# [Exercise]
Word for word, print out all of the data, omitting every image.

# [Input data]
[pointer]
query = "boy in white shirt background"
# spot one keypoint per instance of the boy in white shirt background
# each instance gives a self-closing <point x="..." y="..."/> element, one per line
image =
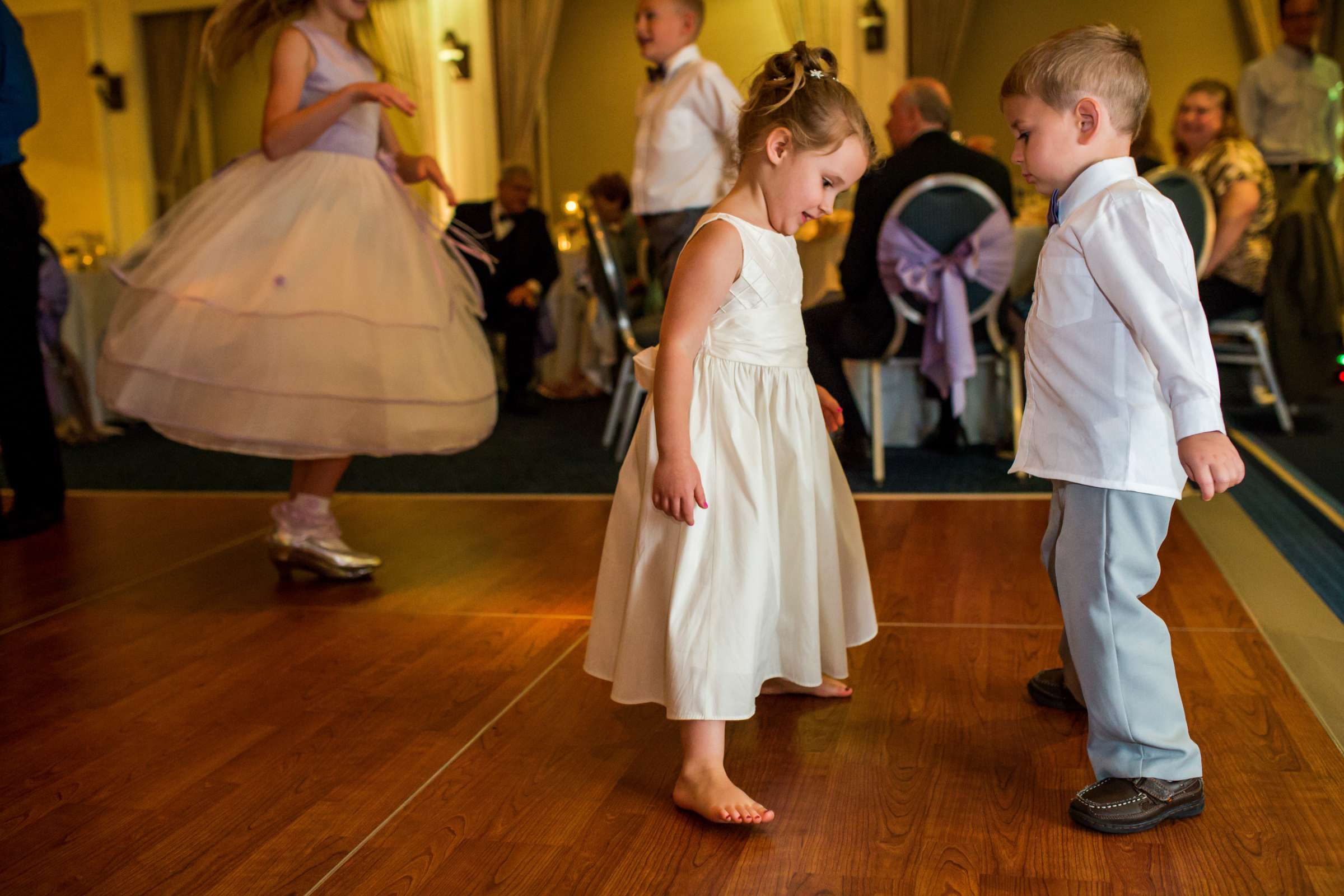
<point x="689" y="122"/>
<point x="1123" y="406"/>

# [Solution to this task]
[pointer]
query = "boy in white shirt background"
# spot one keypoint per instance of the boy in white shirt background
# each instance gives a self-closing <point x="..." y="..."/> element, one per line
image =
<point x="689" y="122"/>
<point x="1123" y="406"/>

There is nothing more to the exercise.